-- Set tasks --
(1) In the database property text, what character separates multiple table names in Excluded Tables?
(2) Extract every line of the records that contains the string "pavement", matching case exactly.
====== Text block
Database Provider Type	String	Default	Controls which icon appears in the Flow Designer and whether Use Connection Profile appears in the web UI.
Excluded Tables	String		Data for any tables specified here will not be returned. For example, if `Tables` uses a wildcard, data from any tables specified here will be omitted. Multiple table names (separated by semicolons) and wildcards may be used exactly as for `Tables`.
Fetch Size	Integer	100	Sets the maximum number of records to be fetched from the database in a single JDBC method execution (see the discussion of fetchsize in the documentation for your JDBC driver).
JAAS Configuration	String		If you Enable Kerberos authentication, use this property to configure it. To authenticate Oracle using a Kerberos principal, specify `java.security.krb5.conf=/<path>/krb5.conf; doNotPrompt=true; principal=oracleclient@<Kerberos realm>`. For example, `java.security.krb5.conf=/etc/krb5.conf; doNotPrompt=true; principal=oracleclient@MYDOMAIN.COM` To authenticate Oracle using a Kerberos credential cache, specify `java.security.krb5.conf=/<path>/krb5.conf; doNotPrompt=true; useTicketCache=true; ticketCache=<fully qualified credential cache file name`. For example, `java.security.krb5.conf=/etc/krb5.conf; doNotPrompt=true; useTicketCache=true; ticketCache=/home/Jdbc/Security/krbcache/krb5cc'` To authenticate PostgreSQL, specify `java.security.krb5.realm=<Kerberos realm>; java.security.krb5.kdc=<Kerberos server IP address or network name>; javax.security.auth.useSubjectCredsOnly=false; java.security.auth.login.config=/<path>/login.conf`. For example, `java.security.krb5.realm=MYDOMAIN.COM; java.security.krb5.kdc=kdc.mydomain.com; javax.security.auth.useSubjectCredsOnly=false; java.security.auth.login.config=/home/Jdbc/Security/login.conf`. You must also append the appropriate application name from the specified '`login.conf` (see Enable Kerberos authentication) to the connection URL. For example, `jdbc:postgresql://<ip address>:<port>/<database name>&jaasApplicationName=<application name>`.
============
====== Dataset extract
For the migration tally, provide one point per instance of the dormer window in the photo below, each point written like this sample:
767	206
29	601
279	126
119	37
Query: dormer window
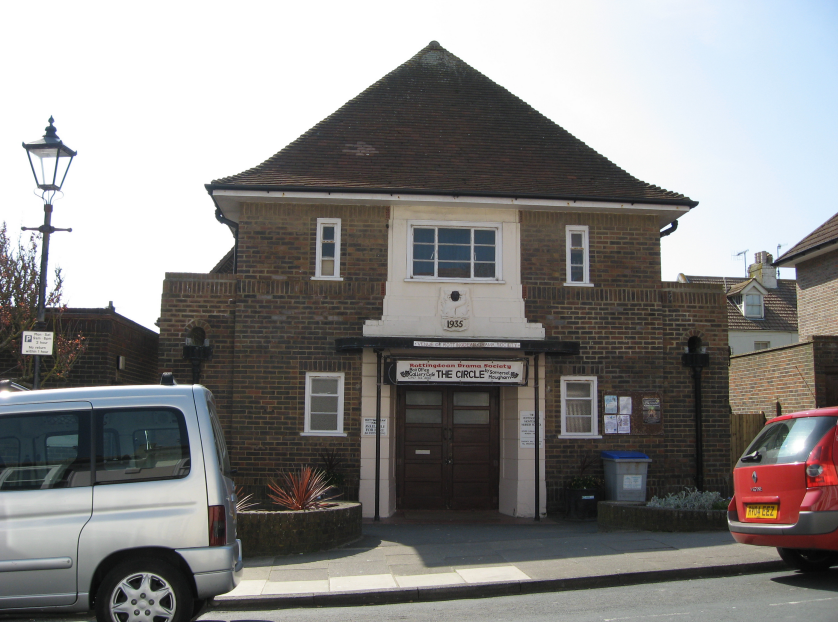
749	298
753	306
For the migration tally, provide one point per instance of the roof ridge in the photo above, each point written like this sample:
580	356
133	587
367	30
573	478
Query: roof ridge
425	103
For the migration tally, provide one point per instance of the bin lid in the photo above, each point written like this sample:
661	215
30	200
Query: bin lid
634	456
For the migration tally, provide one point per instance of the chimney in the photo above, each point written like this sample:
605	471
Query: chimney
763	271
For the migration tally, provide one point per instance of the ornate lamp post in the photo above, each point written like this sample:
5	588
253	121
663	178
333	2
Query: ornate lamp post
50	160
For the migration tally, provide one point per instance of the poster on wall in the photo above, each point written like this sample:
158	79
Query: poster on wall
369	426
624	424
527	431
651	410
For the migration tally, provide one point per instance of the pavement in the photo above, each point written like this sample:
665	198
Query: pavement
432	557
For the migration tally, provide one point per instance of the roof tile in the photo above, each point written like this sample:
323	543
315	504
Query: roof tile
435	124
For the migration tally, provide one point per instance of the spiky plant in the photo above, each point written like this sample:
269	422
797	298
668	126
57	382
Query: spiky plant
244	501
301	491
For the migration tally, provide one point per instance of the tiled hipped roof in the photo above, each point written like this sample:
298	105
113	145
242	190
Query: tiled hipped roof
436	125
780	305
826	234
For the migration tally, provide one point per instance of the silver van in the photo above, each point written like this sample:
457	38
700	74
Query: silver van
117	499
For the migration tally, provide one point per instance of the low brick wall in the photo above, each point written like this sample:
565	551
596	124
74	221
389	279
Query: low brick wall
616	516
284	533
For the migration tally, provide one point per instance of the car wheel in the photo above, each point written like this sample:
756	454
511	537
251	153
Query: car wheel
809	560
147	590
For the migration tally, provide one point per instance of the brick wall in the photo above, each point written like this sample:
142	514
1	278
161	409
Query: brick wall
795	376
758	380
632	330
271	323
817	296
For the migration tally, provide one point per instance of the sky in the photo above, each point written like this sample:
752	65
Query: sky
731	103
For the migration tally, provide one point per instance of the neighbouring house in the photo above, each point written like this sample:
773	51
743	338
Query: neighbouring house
118	351
761	309
439	257
803	375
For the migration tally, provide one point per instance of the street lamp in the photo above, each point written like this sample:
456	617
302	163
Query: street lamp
50	160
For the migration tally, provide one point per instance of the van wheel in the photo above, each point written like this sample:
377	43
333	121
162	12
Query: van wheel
147	590
809	560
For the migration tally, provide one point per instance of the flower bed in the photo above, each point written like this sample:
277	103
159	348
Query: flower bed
621	515
265	533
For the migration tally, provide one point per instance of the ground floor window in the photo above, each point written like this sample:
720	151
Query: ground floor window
324	404
579	406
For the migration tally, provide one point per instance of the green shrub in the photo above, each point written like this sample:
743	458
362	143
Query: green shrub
690	499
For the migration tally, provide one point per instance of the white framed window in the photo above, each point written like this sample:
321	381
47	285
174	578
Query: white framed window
324	404
753	307
577	256
327	262
580	415
454	251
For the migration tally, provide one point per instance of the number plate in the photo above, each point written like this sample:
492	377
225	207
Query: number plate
761	511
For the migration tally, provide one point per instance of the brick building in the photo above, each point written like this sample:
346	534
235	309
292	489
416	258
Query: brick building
438	254
118	351
761	309
805	375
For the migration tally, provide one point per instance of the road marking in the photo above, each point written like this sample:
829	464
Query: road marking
647	617
802	602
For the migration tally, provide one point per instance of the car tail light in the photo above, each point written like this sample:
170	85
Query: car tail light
820	467
218	525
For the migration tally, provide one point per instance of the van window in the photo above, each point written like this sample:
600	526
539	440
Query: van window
792	440
141	445
42	451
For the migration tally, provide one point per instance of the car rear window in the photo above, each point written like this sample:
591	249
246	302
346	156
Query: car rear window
141	445
787	441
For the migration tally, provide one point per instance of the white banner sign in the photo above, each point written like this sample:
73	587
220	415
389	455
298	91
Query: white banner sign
527	435
485	372
38	343
369	426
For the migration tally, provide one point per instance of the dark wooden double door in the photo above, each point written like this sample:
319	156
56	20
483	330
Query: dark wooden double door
448	448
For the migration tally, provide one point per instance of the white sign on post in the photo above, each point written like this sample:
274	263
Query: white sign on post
37	343
527	434
369	426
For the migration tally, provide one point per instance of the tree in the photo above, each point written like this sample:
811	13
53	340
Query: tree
19	267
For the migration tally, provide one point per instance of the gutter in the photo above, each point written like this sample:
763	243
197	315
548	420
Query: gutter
234	226
670	230
523	195
794	258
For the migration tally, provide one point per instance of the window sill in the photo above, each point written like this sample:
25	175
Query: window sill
586	436
432	280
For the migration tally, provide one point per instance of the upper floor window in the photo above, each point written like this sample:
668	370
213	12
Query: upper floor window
328	249
753	306
324	404
454	251
579	406
577	255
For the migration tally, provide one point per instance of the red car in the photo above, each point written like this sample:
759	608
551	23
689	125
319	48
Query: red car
786	490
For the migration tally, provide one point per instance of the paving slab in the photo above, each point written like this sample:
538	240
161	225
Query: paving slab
423	561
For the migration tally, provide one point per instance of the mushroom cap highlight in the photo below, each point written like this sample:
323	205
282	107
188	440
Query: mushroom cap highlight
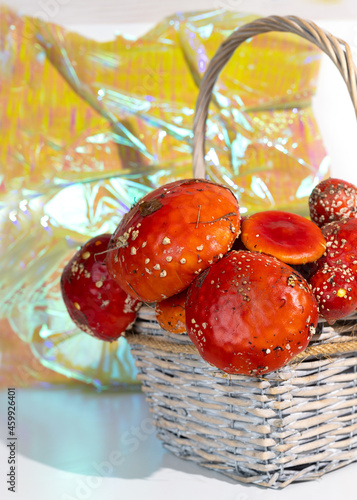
287	236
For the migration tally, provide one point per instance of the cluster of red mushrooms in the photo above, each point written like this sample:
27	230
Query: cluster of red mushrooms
248	291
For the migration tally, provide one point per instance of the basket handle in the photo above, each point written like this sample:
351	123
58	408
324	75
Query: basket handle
335	48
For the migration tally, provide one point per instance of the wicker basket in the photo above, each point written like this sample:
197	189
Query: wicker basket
292	425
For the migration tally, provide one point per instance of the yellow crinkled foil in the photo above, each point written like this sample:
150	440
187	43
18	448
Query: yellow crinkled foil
88	128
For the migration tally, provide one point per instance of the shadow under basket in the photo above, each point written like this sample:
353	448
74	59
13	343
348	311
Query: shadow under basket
295	424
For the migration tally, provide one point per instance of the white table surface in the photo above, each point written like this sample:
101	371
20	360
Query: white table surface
67	437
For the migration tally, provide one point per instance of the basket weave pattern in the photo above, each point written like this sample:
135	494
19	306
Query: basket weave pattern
292	425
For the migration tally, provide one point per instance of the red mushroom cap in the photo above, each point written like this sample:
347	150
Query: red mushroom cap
171	314
331	200
289	237
250	313
170	236
335	289
95	302
341	245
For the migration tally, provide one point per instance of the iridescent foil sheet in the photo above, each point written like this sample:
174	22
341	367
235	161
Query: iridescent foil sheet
88	128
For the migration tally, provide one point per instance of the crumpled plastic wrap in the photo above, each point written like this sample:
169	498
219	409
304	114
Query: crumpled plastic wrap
88	128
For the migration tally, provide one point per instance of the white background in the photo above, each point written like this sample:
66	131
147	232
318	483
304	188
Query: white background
68	439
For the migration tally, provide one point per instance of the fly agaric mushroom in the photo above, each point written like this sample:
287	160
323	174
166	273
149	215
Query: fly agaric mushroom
250	313
341	245
170	313
95	302
170	236
331	200
335	290
289	237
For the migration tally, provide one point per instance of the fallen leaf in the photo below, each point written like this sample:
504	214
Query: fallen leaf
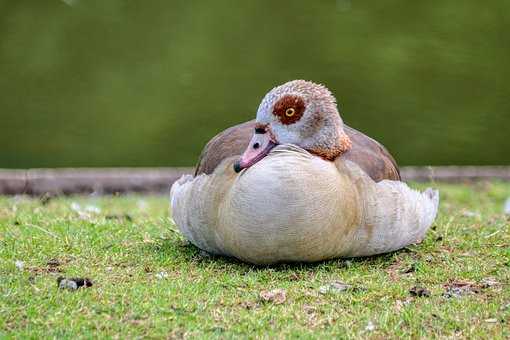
19	264
74	283
419	292
276	296
334	287
370	326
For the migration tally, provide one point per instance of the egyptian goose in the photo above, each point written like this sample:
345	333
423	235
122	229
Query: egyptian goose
293	196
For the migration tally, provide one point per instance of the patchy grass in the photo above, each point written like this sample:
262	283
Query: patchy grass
147	281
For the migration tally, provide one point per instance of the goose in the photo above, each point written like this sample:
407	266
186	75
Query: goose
292	196
369	154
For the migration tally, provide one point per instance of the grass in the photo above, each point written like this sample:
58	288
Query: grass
148	282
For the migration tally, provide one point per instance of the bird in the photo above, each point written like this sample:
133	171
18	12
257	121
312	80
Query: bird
369	154
293	196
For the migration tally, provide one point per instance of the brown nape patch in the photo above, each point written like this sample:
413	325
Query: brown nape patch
289	109
331	153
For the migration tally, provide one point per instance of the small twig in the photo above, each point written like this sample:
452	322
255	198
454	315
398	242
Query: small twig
43	230
494	233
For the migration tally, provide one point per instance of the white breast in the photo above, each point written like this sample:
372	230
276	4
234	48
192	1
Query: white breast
293	206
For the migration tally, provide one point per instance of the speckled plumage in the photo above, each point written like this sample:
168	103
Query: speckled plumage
293	205
320	130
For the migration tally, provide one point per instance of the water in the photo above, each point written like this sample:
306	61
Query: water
132	83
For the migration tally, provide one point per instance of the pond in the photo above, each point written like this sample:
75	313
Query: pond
132	83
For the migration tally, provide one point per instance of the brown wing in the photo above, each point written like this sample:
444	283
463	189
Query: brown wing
370	155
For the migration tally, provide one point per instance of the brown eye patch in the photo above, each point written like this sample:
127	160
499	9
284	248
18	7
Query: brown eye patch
289	109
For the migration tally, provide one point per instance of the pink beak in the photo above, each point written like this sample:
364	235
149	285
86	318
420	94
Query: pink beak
260	145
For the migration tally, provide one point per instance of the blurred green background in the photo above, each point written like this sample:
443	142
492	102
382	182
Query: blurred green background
148	83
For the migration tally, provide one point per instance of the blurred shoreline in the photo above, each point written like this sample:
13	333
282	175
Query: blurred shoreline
103	181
============
-- Answers per task --
(1) A semicolon.

(2)
For the migration tally, provide one point per instance of the pavement in the photo above, each point written like this sample:
Query: pavement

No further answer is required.